- Data extract -
------------------------

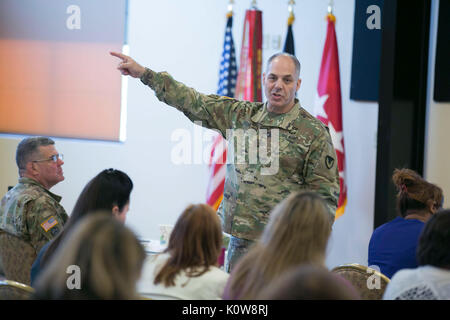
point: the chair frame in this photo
(362, 268)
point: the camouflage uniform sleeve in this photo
(321, 171)
(43, 222)
(214, 111)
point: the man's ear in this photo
(299, 81)
(115, 211)
(31, 168)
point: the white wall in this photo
(186, 40)
(437, 151)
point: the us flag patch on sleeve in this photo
(49, 223)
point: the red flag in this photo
(328, 106)
(248, 85)
(217, 169)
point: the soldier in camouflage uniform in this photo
(299, 143)
(29, 210)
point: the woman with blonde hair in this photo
(393, 245)
(100, 258)
(297, 233)
(188, 267)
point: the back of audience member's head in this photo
(309, 282)
(415, 193)
(297, 233)
(194, 244)
(434, 242)
(109, 258)
(108, 191)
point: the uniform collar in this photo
(24, 180)
(283, 120)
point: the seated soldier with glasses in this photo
(29, 210)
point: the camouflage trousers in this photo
(237, 248)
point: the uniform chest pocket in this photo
(292, 155)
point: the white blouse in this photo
(208, 286)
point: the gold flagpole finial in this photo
(291, 17)
(230, 8)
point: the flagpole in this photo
(291, 17)
(330, 14)
(230, 8)
(330, 7)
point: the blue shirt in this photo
(393, 245)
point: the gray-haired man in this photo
(29, 210)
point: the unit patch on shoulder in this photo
(49, 223)
(329, 161)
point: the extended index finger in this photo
(118, 55)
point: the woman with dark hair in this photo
(109, 191)
(297, 234)
(188, 267)
(431, 280)
(393, 245)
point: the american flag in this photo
(328, 105)
(227, 85)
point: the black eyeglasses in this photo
(53, 158)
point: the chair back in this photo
(370, 283)
(13, 290)
(17, 257)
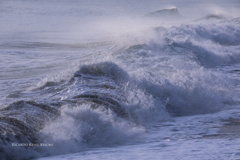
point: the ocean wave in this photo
(83, 114)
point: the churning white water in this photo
(127, 79)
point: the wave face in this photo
(68, 88)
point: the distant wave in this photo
(212, 17)
(168, 14)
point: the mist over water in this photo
(119, 79)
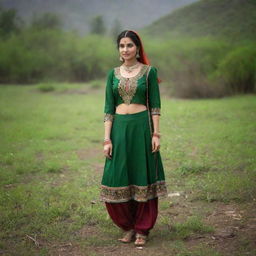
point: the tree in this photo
(97, 25)
(47, 21)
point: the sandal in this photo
(140, 240)
(128, 237)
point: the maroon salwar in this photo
(140, 216)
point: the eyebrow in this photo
(126, 44)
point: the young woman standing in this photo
(133, 177)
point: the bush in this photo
(187, 65)
(237, 70)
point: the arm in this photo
(155, 106)
(109, 110)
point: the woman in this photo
(133, 177)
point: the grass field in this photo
(51, 166)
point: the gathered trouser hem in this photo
(139, 216)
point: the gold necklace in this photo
(129, 69)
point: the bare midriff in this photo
(130, 109)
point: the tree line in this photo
(190, 67)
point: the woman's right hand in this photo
(108, 150)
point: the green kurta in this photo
(134, 172)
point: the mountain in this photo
(77, 14)
(226, 18)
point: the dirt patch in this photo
(89, 153)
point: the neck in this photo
(130, 63)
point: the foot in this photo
(128, 237)
(140, 240)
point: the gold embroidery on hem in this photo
(108, 117)
(138, 193)
(127, 86)
(155, 111)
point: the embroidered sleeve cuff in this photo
(155, 111)
(108, 117)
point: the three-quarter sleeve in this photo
(109, 108)
(154, 93)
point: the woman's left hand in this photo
(155, 144)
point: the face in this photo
(127, 48)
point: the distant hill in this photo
(235, 19)
(76, 14)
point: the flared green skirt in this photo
(133, 172)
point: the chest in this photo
(128, 88)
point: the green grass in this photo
(51, 164)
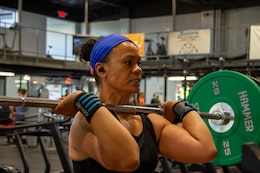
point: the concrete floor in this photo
(9, 154)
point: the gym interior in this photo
(209, 56)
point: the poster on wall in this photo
(189, 42)
(156, 44)
(254, 49)
(138, 39)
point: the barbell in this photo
(46, 103)
(226, 100)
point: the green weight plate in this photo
(234, 93)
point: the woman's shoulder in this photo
(158, 122)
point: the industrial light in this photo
(181, 78)
(7, 73)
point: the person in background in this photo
(102, 140)
(66, 93)
(7, 119)
(20, 112)
(155, 99)
(141, 98)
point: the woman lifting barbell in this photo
(101, 140)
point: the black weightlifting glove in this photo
(87, 104)
(180, 109)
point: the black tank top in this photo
(148, 153)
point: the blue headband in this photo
(103, 47)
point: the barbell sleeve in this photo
(46, 103)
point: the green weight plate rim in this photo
(235, 134)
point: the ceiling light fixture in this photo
(181, 78)
(2, 73)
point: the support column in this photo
(174, 15)
(86, 17)
(20, 9)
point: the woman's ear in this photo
(100, 69)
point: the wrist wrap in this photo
(87, 104)
(180, 109)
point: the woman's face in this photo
(123, 71)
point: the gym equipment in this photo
(237, 94)
(226, 99)
(51, 129)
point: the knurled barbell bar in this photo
(228, 102)
(46, 103)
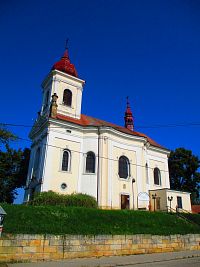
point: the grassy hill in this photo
(84, 221)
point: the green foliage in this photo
(81, 200)
(183, 171)
(13, 167)
(6, 136)
(24, 219)
(53, 198)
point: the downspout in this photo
(98, 167)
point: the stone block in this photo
(35, 242)
(10, 250)
(28, 249)
(50, 249)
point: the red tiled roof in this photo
(65, 65)
(90, 121)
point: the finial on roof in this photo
(66, 43)
(64, 63)
(128, 116)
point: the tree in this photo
(6, 136)
(183, 171)
(13, 167)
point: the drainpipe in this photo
(98, 167)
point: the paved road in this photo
(172, 259)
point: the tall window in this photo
(66, 160)
(67, 97)
(90, 162)
(147, 173)
(123, 167)
(179, 203)
(157, 176)
(36, 163)
(47, 98)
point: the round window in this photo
(63, 186)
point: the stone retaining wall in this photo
(50, 247)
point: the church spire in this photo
(65, 65)
(128, 118)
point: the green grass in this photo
(70, 220)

------------------------

- What the task requires -
Give the material above again exactly as it stands, minus any images.

- Response area -
point: the chair frame in this photo
(362, 268)
point: the camouflage uniform sleeve in this photo
(321, 171)
(43, 222)
(214, 111)
point: the man's ear in this photo
(299, 81)
(115, 211)
(31, 168)
point: the white wall in this photo
(186, 40)
(437, 151)
point: the us flag patch on sleeve in this photo
(49, 223)
point: the red flag in this photo
(328, 106)
(248, 85)
(217, 169)
point: the soldier in camouflage uniform in this photo
(299, 143)
(29, 210)
point: the woman with blonde hair in this photo
(393, 245)
(100, 258)
(297, 233)
(188, 267)
point: the back of audience member's head in this photo
(309, 282)
(415, 193)
(297, 233)
(194, 244)
(434, 242)
(109, 258)
(108, 191)
point: the uniform collar in this photo
(24, 180)
(283, 120)
point: the seated soldier with glasses in this photo
(29, 210)
point: the camouflage trousers in this photo
(237, 248)
point: the uniform chest pocket in this photo
(292, 155)
point: the white blouse in this photo
(208, 286)
point: the gold flagpole finial in this photo
(291, 17)
(230, 8)
point: the flagpole in this photo
(291, 17)
(330, 14)
(230, 8)
(330, 7)
point: the blue shirt in this photo
(393, 245)
point: the gray-haired man in this photo
(29, 210)
point: the unit patch on shoulder in this photo
(49, 223)
(329, 161)
point: the extended index finger in this photo
(118, 55)
point: the woman with dark hair in this photo
(109, 191)
(297, 234)
(188, 267)
(431, 280)
(393, 245)
point: the american flag in this photo
(328, 105)
(227, 85)
point: the black eyeglasses in this photo
(53, 158)
point: the chair back in this photo
(370, 283)
(13, 290)
(17, 257)
point: the ocean wave in this photo
(83, 114)
point: the churning white water in this photo
(127, 79)
point: the wave face in this photo
(68, 88)
point: the distant wave in this photo
(212, 17)
(168, 14)
point: the mist over water in this photo
(119, 79)
point: the tree in this photo
(97, 25)
(47, 21)
point: the sandal in this photo
(140, 240)
(128, 237)
point: the maroon salwar in this photo
(140, 216)
point: the eyebrow in this photo
(126, 44)
point: the young woman standing in this photo
(133, 177)
point: the bush in this photo
(187, 65)
(237, 70)
point: the arm in this photo
(155, 106)
(109, 110)
point: the woman in this photo
(133, 177)
point: the grass field in this photo
(51, 166)
point: the gathered trouser hem in this photo
(139, 216)
point: the gold necklace in this photo
(129, 69)
point: the bare midriff in this photo
(130, 109)
point: the tree line in this photo
(190, 67)
point: the woman's right hand in this photo
(108, 150)
point: the green kurta in this photo
(134, 172)
point: the mountain in this photo
(77, 14)
(226, 18)
point: the dirt patch in this photo
(89, 153)
point: the neck in this photo
(130, 63)
point: the foot in this photo
(128, 237)
(140, 240)
point: the gold embroidery on hem in this photo
(108, 117)
(138, 193)
(127, 86)
(155, 111)
point: the embroidered sleeve cuff in this photo
(155, 111)
(108, 117)
point: the three-quarter sleeve in this photo
(109, 108)
(154, 93)
point: the woman's left hand in this photo
(155, 144)
point: the face in this photo
(127, 48)
point: the distant hill in this photo
(235, 19)
(76, 14)
point: the flared green skirt in this photo
(133, 172)
point: the chest in this photo
(128, 88)
point: the green grass in this photo
(51, 164)
point: the concrete floor in this photo
(9, 154)
point: the gym interior in this photo
(209, 56)
point: the poster on wall in this photo
(189, 42)
(156, 44)
(254, 49)
(138, 39)
point: the barbell in this photo
(46, 103)
(226, 100)
point: the green weight plate in this photo
(234, 93)
point: the woman's shoulder in this photo
(158, 122)
point: the industrial light in this photo
(181, 78)
(7, 73)
point: the person in background in this photo
(102, 140)
(66, 93)
(7, 119)
(20, 112)
(155, 99)
(141, 98)
point: the woman lifting barbell in this photo
(101, 140)
point: the black weightlifting glove in this photo
(87, 104)
(180, 109)
point: the black tank top in this photo
(148, 153)
point: the blue headband in this photo
(103, 47)
point: the barbell sleeve in this photo
(46, 103)
point: the green weight plate rim in this photo
(235, 134)
point: the ceiling light fixture in this photo
(181, 78)
(2, 73)
point: the support column in this photo
(174, 15)
(86, 17)
(20, 9)
point: the woman's ear in this photo
(100, 69)
point: the wrist wrap in this photo
(87, 104)
(180, 109)
point: the woman's face in this photo
(123, 71)
point: the gym equipment in this photo
(237, 94)
(226, 99)
(51, 129)
point: the knurled barbell bar in this photo
(228, 102)
(46, 103)
point: the grassy hill in this photo
(84, 221)
point: the green foliage in this photo
(81, 200)
(183, 171)
(13, 167)
(6, 136)
(24, 219)
(53, 198)
point: the downspout in this photo
(98, 167)
point: the stone block in this photo
(35, 242)
(10, 250)
(28, 249)
(50, 249)
point: the red tiled roof in this photo
(65, 65)
(90, 121)
point: the finial on roof in this photo
(66, 43)
(64, 63)
(128, 116)
point: the tree in this photo
(6, 136)
(183, 171)
(13, 167)
point: the drainpipe in this photo
(98, 167)
point: the paved road in this photo
(172, 259)
point: the tall window in this photo
(66, 160)
(67, 97)
(90, 162)
(147, 173)
(123, 167)
(179, 203)
(157, 176)
(36, 163)
(47, 98)
point: the round window in this photo
(63, 186)
point: the stone retaining wall in this photo
(50, 247)
point: the church spire in this photo
(65, 65)
(128, 118)
point: the green grass in this photo
(70, 220)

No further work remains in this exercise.